Exercise requirements :: Please output only the lines that run from the line containing "Each instance of the gnarled" through the end of the material below, exactly.

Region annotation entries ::
╭──
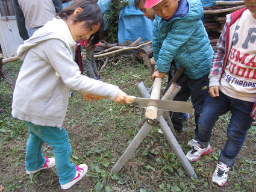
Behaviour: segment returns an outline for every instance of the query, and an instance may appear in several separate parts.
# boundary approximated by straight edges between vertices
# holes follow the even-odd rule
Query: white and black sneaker
[[[230,167],[218,161],[216,168],[213,175],[211,181],[213,183],[219,186],[223,186],[228,182],[228,175],[229,172]]]
[[[211,151],[211,147],[210,144],[206,148],[202,148],[200,144],[196,143],[194,148],[187,152],[186,156],[190,161],[196,161],[202,155],[208,154]]]

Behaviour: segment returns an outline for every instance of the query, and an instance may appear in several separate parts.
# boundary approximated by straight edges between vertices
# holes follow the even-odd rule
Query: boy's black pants
[[[195,136],[198,133],[198,122],[202,111],[204,101],[208,94],[209,79],[207,74],[201,78],[195,80],[189,78],[184,72],[176,82],[181,87],[181,89],[174,98],[173,101],[187,101],[191,96],[191,101],[195,109],[195,120],[196,128],[195,129]],[[169,76],[170,80],[171,76]],[[170,112],[170,116],[174,129],[181,131],[183,126],[183,113]]]

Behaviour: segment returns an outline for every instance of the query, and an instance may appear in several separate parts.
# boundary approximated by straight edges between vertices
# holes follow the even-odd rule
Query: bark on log
[[[241,5],[241,6],[237,6],[237,7],[234,7],[231,8],[223,8],[223,9],[220,9],[217,10],[204,10],[204,14],[218,14],[218,13],[222,13],[225,12],[234,11],[240,8],[243,8],[244,7],[245,7],[245,5]]]
[[[126,51],[126,50],[128,50],[128,49],[137,49],[139,48],[140,48],[140,47],[142,47],[142,46],[143,46],[144,45],[148,45],[148,44],[149,44],[149,43],[152,43],[152,42],[148,42],[147,43],[145,43],[141,44],[141,45],[138,45],[138,46],[135,46],[135,47],[118,47],[118,48],[120,49],[115,50],[115,51],[111,51],[111,52],[106,52],[106,53],[102,54],[101,54],[99,53],[97,53],[97,54],[95,54],[94,55],[94,57],[95,58],[98,58],[98,57],[104,57],[104,56],[106,56],[106,55],[108,55],[113,54],[114,54],[114,53],[116,53],[116,52],[122,52],[122,51]],[[113,49],[111,49],[111,50],[116,49],[116,48],[117,47],[113,48]],[[104,52],[105,52],[107,50],[107,49],[105,50]],[[110,50],[110,49],[108,49],[108,51],[109,51],[109,50]]]
[[[125,42],[122,43],[102,43],[101,45],[99,45],[99,47],[102,47],[104,48],[110,48],[112,47],[114,47],[115,46],[128,46],[129,45],[131,45],[133,43],[133,42],[130,40],[126,40]]]
[[[19,60],[19,58],[17,56],[11,57],[7,58],[4,58],[4,59],[2,59],[2,64],[5,64],[10,63],[10,62],[13,62],[13,61],[18,61],[18,60]]]

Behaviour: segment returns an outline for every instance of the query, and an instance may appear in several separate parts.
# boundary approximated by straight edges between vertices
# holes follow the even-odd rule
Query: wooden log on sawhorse
[[[173,86],[176,86],[175,84],[176,84],[173,83]],[[167,100],[167,99],[171,100],[172,98],[173,99],[175,95],[178,93],[178,90],[178,90],[177,91],[177,89],[176,89],[175,88],[176,87],[173,88],[172,86],[170,86],[168,90],[166,91],[166,94],[164,94],[163,97],[163,99],[164,100]],[[141,90],[143,90],[143,88]],[[170,93],[173,93],[171,94],[170,95]],[[146,93],[144,93],[143,94],[147,95]],[[171,98],[170,98],[170,97]],[[155,121],[154,120],[149,119],[144,123],[144,124],[143,125],[136,137],[130,143],[124,153],[122,155],[122,156],[118,159],[117,162],[113,167],[111,173],[117,173],[121,170],[125,163],[129,159],[129,158],[135,152],[136,149],[139,147],[141,142],[143,140],[144,138],[147,135],[148,133],[149,133],[149,132],[152,129],[152,126],[156,126],[157,125],[157,123],[159,123],[159,126],[160,126],[161,131],[166,136],[168,142],[169,143],[170,146],[173,150],[174,153],[179,158],[182,166],[184,168],[185,170],[187,172],[189,176],[192,176],[194,179],[198,178],[196,174],[195,173],[194,170],[191,166],[189,160],[187,159],[185,154],[184,153],[183,150],[180,146],[175,137],[170,131],[167,123],[165,121],[163,117],[163,112],[161,111],[160,111],[160,112],[158,112],[158,120]]]

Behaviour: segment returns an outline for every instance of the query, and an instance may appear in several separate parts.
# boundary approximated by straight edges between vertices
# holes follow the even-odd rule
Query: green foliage
[[[5,65],[16,78],[21,61]],[[139,96],[134,85],[142,81],[149,89],[152,81],[143,62],[131,56],[122,56],[110,61],[102,72],[101,79],[119,86],[126,93]],[[0,82],[0,172],[4,191],[60,191],[55,168],[27,175],[24,162],[28,137],[23,123],[11,117],[12,90]],[[71,161],[86,163],[87,176],[70,189],[72,191],[255,191],[256,126],[252,126],[247,139],[226,185],[211,183],[211,175],[220,150],[226,141],[230,119],[228,113],[220,117],[213,130],[213,151],[191,163],[198,176],[189,177],[166,138],[154,127],[118,173],[111,171],[140,129],[144,109],[137,105],[119,105],[102,99],[90,102],[73,91],[63,126],[69,133],[72,148]],[[195,119],[187,122],[187,131],[176,138],[186,153],[187,143],[193,138]],[[51,147],[43,146],[44,155],[53,155]],[[0,186],[1,186],[0,185]]]

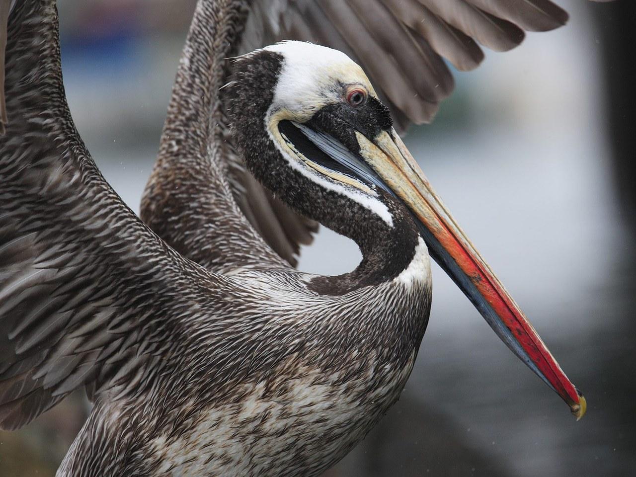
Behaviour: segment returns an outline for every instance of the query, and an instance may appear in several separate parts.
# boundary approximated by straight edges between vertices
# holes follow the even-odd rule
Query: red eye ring
[[[351,90],[347,93],[347,102],[354,107],[362,106],[366,102],[366,92],[359,88]]]

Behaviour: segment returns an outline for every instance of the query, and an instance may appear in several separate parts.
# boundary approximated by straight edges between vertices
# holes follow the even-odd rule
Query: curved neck
[[[160,156],[204,154],[225,124],[219,88],[227,59],[236,54],[251,0],[199,0],[177,71],[162,135]]]
[[[392,279],[413,260],[419,233],[399,200],[378,191],[391,223],[361,203],[327,188],[293,167],[275,146],[265,118],[273,98],[282,58],[272,52],[242,60],[226,88],[233,139],[247,169],[265,187],[300,214],[351,238],[363,261],[350,273],[322,277],[312,283],[319,293],[340,294]],[[343,186],[344,187],[344,186]]]

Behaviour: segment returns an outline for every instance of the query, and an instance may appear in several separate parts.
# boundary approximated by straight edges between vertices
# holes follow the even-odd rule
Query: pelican
[[[450,93],[438,53],[474,67],[473,38],[509,49],[522,29],[564,24],[560,8],[200,0],[142,221],[75,128],[55,1],[0,8],[0,425],[85,387],[93,406],[58,476],[319,475],[398,399],[428,321],[430,256],[583,416],[398,133]],[[242,54],[283,38],[350,54],[298,41]],[[317,223],[357,244],[354,271],[293,266]]]

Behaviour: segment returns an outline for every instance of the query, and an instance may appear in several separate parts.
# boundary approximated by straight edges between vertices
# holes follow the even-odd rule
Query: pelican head
[[[408,211],[431,256],[580,418],[584,398],[433,190],[362,69],[340,52],[296,41],[241,57],[233,68],[230,119],[256,178],[359,245],[373,233],[365,224],[391,229]]]

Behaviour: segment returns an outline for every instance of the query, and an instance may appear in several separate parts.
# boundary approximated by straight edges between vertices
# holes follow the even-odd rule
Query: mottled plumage
[[[317,180],[274,146],[265,122],[281,71],[293,66],[285,47],[227,58],[262,46],[255,38],[308,34],[349,45],[405,125],[430,118],[452,88],[435,52],[473,67],[481,52],[467,35],[507,49],[523,36],[509,20],[548,29],[565,17],[546,0],[515,0],[518,11],[489,0],[459,10],[371,3],[200,0],[142,204],[145,223],[75,129],[54,0],[15,3],[0,136],[0,425],[24,425],[86,386],[94,407],[60,477],[318,476],[398,398],[431,306],[415,212],[353,173],[344,184]],[[435,15],[420,27],[408,8]],[[353,12],[364,28],[343,26]],[[380,34],[383,25],[400,34]],[[364,48],[366,36],[356,35],[378,43]],[[332,99],[307,123],[359,156],[356,134],[397,141],[361,70],[338,60],[369,97],[355,111]],[[389,74],[382,61],[399,67]],[[349,87],[328,86],[336,96]],[[285,121],[281,128],[301,134]],[[316,222],[358,244],[354,271],[319,277],[289,266]]]

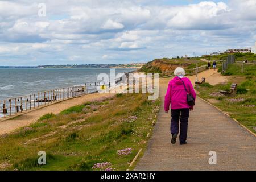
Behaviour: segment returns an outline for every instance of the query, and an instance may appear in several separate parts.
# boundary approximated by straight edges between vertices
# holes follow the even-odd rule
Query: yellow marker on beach
[[[106,89],[106,86],[105,86],[105,85],[103,85],[101,86],[101,90],[105,90],[105,89]]]

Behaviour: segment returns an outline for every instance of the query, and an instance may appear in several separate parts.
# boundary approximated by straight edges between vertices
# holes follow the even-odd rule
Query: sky
[[[256,0],[0,1],[0,65],[139,63],[249,48],[255,12]]]

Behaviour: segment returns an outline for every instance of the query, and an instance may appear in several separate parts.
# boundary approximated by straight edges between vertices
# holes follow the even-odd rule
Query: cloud
[[[125,26],[122,23],[108,19],[101,27],[102,29],[122,29]]]
[[[5,64],[146,61],[246,48],[256,40],[255,0],[41,2],[46,17],[31,1],[0,0]]]
[[[103,56],[102,56],[102,57],[101,57],[101,58],[102,58],[102,59],[107,59],[108,58],[108,55],[104,55]]]

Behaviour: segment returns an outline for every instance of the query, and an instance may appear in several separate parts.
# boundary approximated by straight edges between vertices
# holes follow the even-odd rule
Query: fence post
[[[5,100],[3,101],[3,118],[6,118],[5,114],[6,114],[6,110],[5,110]]]
[[[11,116],[11,98],[10,99],[10,116]]]

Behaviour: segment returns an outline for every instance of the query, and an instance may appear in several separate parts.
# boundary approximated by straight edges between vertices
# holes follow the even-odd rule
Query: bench
[[[224,94],[224,95],[231,95],[232,94],[236,94],[236,90],[237,90],[237,84],[232,84],[230,86],[230,91],[224,91],[224,90],[220,90],[220,93]]]
[[[202,84],[204,84],[205,82],[205,78],[203,77],[201,82],[196,81],[195,83],[197,85],[201,85]]]

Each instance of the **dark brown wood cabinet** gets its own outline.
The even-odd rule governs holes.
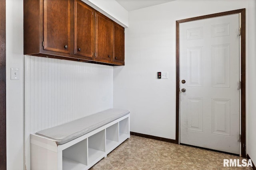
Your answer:
[[[70,53],[70,1],[44,0],[44,49]]]
[[[24,54],[124,65],[124,28],[80,0],[24,0]]]
[[[124,28],[114,23],[114,63],[124,64]]]
[[[93,8],[75,0],[74,53],[91,60],[95,48],[95,14]]]
[[[113,61],[113,21],[96,12],[96,50],[95,60],[111,63]]]

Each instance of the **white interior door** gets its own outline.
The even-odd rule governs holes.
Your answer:
[[[239,15],[180,25],[180,143],[239,154]]]

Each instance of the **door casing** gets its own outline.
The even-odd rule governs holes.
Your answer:
[[[207,15],[176,21],[176,134],[175,143],[179,143],[180,132],[180,32],[179,24],[184,22],[210,18],[226,15],[240,14],[241,17],[241,156],[246,157],[246,23],[245,9]]]

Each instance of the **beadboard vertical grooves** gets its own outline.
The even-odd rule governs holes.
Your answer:
[[[25,56],[26,166],[30,134],[113,108],[112,66]]]

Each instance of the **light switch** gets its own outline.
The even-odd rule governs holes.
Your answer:
[[[167,79],[168,78],[168,72],[161,72],[161,78],[162,79]]]
[[[11,68],[11,80],[20,80],[20,69]]]

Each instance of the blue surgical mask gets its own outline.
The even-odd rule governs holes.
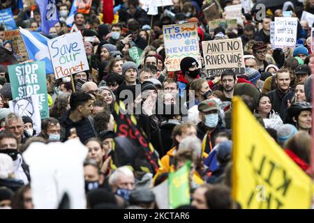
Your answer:
[[[63,17],[63,18],[65,18],[66,17],[68,16],[68,11],[66,10],[61,10],[59,13],[60,13],[60,15],[61,17]]]
[[[60,134],[49,134],[49,141],[59,141],[60,140]]]
[[[205,125],[209,128],[216,128],[218,121],[218,114],[210,114],[205,115]]]
[[[114,40],[119,40],[119,38],[120,38],[120,33],[119,32],[112,32],[111,37]]]

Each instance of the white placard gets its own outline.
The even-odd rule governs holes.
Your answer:
[[[83,162],[87,154],[78,139],[29,146],[22,156],[29,166],[34,208],[57,208],[65,192],[70,208],[86,208]]]
[[[275,17],[274,45],[294,47],[297,43],[297,18]]]
[[[89,70],[80,32],[50,40],[48,48],[56,79]]]

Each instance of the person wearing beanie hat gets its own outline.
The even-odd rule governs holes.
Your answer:
[[[122,75],[126,79],[126,84],[133,86],[136,84],[137,78],[137,66],[134,62],[126,61],[122,66]]]
[[[294,125],[291,124],[283,124],[277,130],[277,142],[283,147],[285,141],[297,132]]]
[[[311,75],[310,67],[306,64],[299,66],[295,69],[295,75],[297,77],[297,83],[305,82],[306,78]]]
[[[117,47],[112,44],[104,44],[100,47],[100,61],[109,61],[110,59],[110,54],[113,51],[117,50]]]
[[[302,45],[297,47],[293,50],[292,56],[299,56],[304,61],[306,57],[308,56],[308,49],[306,49],[306,47]]]
[[[0,207],[1,209],[11,208],[11,199],[14,192],[5,187],[0,187]]]
[[[255,86],[257,86],[257,81],[261,76],[258,70],[250,68],[246,68],[246,75],[248,77],[248,80]]]
[[[36,131],[33,129],[33,121],[28,116],[22,116],[24,123],[24,130],[27,132],[30,137],[36,134]]]

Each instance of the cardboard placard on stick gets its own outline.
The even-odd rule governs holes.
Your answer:
[[[220,26],[225,29],[225,33],[232,32],[233,29],[238,29],[237,20],[215,20],[209,21],[208,23],[209,26],[209,34],[214,34],[216,28]]]
[[[219,77],[227,69],[236,74],[245,72],[241,38],[202,42],[207,76]]]

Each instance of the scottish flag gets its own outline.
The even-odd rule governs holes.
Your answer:
[[[25,43],[29,59],[36,61],[45,61],[46,74],[54,73],[48,49],[49,39],[37,32],[29,31],[21,27],[20,27],[20,32]]]
[[[44,34],[59,22],[59,15],[55,0],[36,0],[41,15],[40,28]]]
[[[70,10],[70,13],[66,18],[66,22],[68,26],[72,27],[72,25],[74,22],[74,15],[75,15],[76,13],[77,13],[77,8],[76,6],[76,0],[73,1],[72,3],[71,9]]]

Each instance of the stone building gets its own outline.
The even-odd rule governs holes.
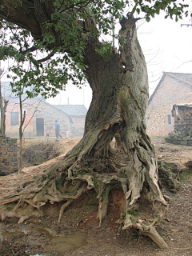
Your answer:
[[[6,134],[18,138],[19,100],[12,93],[10,82],[2,82],[3,98],[9,100],[6,113]],[[55,137],[55,120],[60,123],[64,138],[82,137],[87,113],[83,105],[51,105],[42,97],[27,98],[22,95],[22,113],[26,114],[23,138]]]
[[[174,105],[174,131],[166,141],[170,143],[192,146],[192,102]]]
[[[66,113],[70,118],[70,131],[73,137],[82,137],[87,110],[84,105],[54,105]]]
[[[167,135],[174,130],[173,106],[192,102],[192,74],[163,72],[150,96],[146,115],[149,135]]]
[[[23,138],[55,137],[55,120],[60,123],[62,137],[71,137],[70,118],[67,114],[42,98],[27,98],[22,103],[26,113]],[[18,138],[20,110],[16,99],[10,98],[6,113],[6,134]]]

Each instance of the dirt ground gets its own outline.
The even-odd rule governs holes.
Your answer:
[[[0,177],[0,194],[6,194],[14,186],[40,174],[62,158],[78,141],[54,141],[63,154],[39,166],[24,168],[24,174]],[[167,144],[162,138],[152,138],[152,142],[159,158],[177,162],[187,169],[185,164],[192,161],[191,146]],[[36,142],[30,143],[33,146]],[[90,191],[82,201],[76,200],[66,210],[61,223],[58,222],[59,203],[48,205],[44,210],[44,217],[30,218],[23,224],[17,224],[18,219],[15,218],[6,218],[1,222],[0,256],[191,256],[191,170],[182,172],[177,194],[165,190],[163,193],[170,198],[169,210],[156,228],[169,245],[168,250],[160,250],[149,238],[141,236],[137,231],[122,232],[119,225],[115,224],[119,216],[112,202],[108,216],[99,228],[98,204]]]

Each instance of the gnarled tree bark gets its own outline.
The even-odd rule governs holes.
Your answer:
[[[33,24],[38,22],[37,30],[40,33],[43,29],[40,24],[42,16],[40,18],[36,14],[34,17]],[[6,18],[9,20],[9,15]],[[34,33],[34,28],[27,25],[30,20],[24,18],[25,21],[19,20],[18,24]],[[17,23],[13,18],[10,16],[10,21]],[[18,202],[16,209],[18,209],[25,202],[42,213],[41,207],[46,202],[63,202],[60,221],[64,210],[74,199],[94,189],[98,193],[98,217],[102,225],[107,214],[109,194],[118,189],[123,191],[126,201],[124,218],[121,220],[122,229],[136,228],[161,248],[167,248],[154,227],[166,210],[166,202],[158,185],[154,147],[146,134],[148,79],[145,58],[137,38],[136,21],[125,18],[119,32],[126,39],[124,50],[119,53],[114,51],[108,61],[104,61],[95,51],[101,44],[98,39],[90,36],[85,64],[88,66],[86,73],[93,98],[82,139],[42,175],[23,184],[14,194],[2,198],[1,204]],[[115,136],[118,138],[118,150],[110,146]],[[136,216],[131,214],[133,211],[137,212]]]

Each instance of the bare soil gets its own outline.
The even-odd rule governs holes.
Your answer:
[[[52,140],[62,154],[41,165],[26,167],[22,174],[0,177],[0,193],[6,194],[14,186],[41,174],[63,158],[79,140]],[[119,198],[114,198],[111,194],[108,216],[98,227],[98,202],[94,192],[90,191],[66,210],[61,223],[58,222],[59,203],[47,205],[43,217],[30,218],[23,224],[17,224],[17,218],[6,218],[0,222],[0,256],[191,256],[192,170],[186,163],[192,161],[192,147],[167,144],[163,138],[152,138],[152,141],[159,158],[176,162],[186,170],[182,173],[178,193],[163,191],[170,198],[169,210],[156,225],[170,249],[160,250],[149,238],[141,236],[135,230],[121,231],[119,224],[115,224],[119,218],[117,202],[121,200],[121,194]],[[25,143],[34,146],[37,142]],[[6,206],[7,210],[9,206]],[[66,242],[59,244],[63,238]]]

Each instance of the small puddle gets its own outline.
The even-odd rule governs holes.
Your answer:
╰──
Reply ::
Each instance of the gnarled tree bark gets its own outline.
The even-odd rule governs holes.
Your answer:
[[[33,24],[38,22],[37,30],[40,33],[43,29],[40,24],[42,16],[40,18],[36,14],[34,17]],[[6,18],[9,20],[9,15]],[[34,33],[34,28],[27,25],[30,20],[24,18],[25,21],[19,20],[18,24]],[[17,23],[13,18],[10,16],[10,21]],[[18,202],[16,209],[18,209],[25,202],[42,213],[41,207],[46,202],[63,202],[60,221],[64,210],[74,199],[94,189],[98,193],[98,217],[102,225],[107,214],[109,194],[118,189],[123,191],[126,201],[124,218],[121,220],[122,229],[136,228],[161,248],[167,248],[154,227],[166,210],[166,202],[158,185],[154,147],[146,134],[148,79],[145,58],[137,38],[136,21],[125,18],[119,32],[126,39],[124,50],[119,53],[114,51],[108,61],[104,61],[95,51],[101,44],[98,39],[90,36],[85,64],[88,66],[86,73],[93,98],[82,139],[42,175],[23,184],[14,194],[2,198],[1,204]],[[115,136],[118,138],[118,150],[110,146]],[[136,216],[131,214],[133,211],[137,212]]]

Each instance of the bare soil gets its own outline.
The even-odd rule governs holes.
Your answer:
[[[52,140],[62,154],[41,165],[26,167],[22,174],[0,177],[0,193],[6,194],[14,186],[41,174],[63,158],[79,140]],[[119,198],[114,198],[111,194],[108,216],[98,227],[98,202],[94,192],[90,191],[66,210],[61,223],[58,222],[59,203],[47,205],[43,217],[30,218],[23,224],[17,224],[17,218],[6,218],[0,222],[0,256],[191,256],[192,170],[186,163],[192,161],[192,147],[167,144],[163,138],[152,138],[152,141],[159,158],[176,162],[186,170],[182,173],[178,193],[163,191],[170,198],[169,210],[156,225],[170,249],[160,250],[149,238],[141,236],[135,230],[121,231],[119,224],[115,224],[119,218],[117,202],[121,200],[121,194]],[[25,143],[34,146],[37,142]],[[6,206],[7,210],[9,206]],[[66,242],[59,244],[63,238]]]

Each instance of the small puddle gets its own outline.
The even-odd rule governs holes.
Your answer:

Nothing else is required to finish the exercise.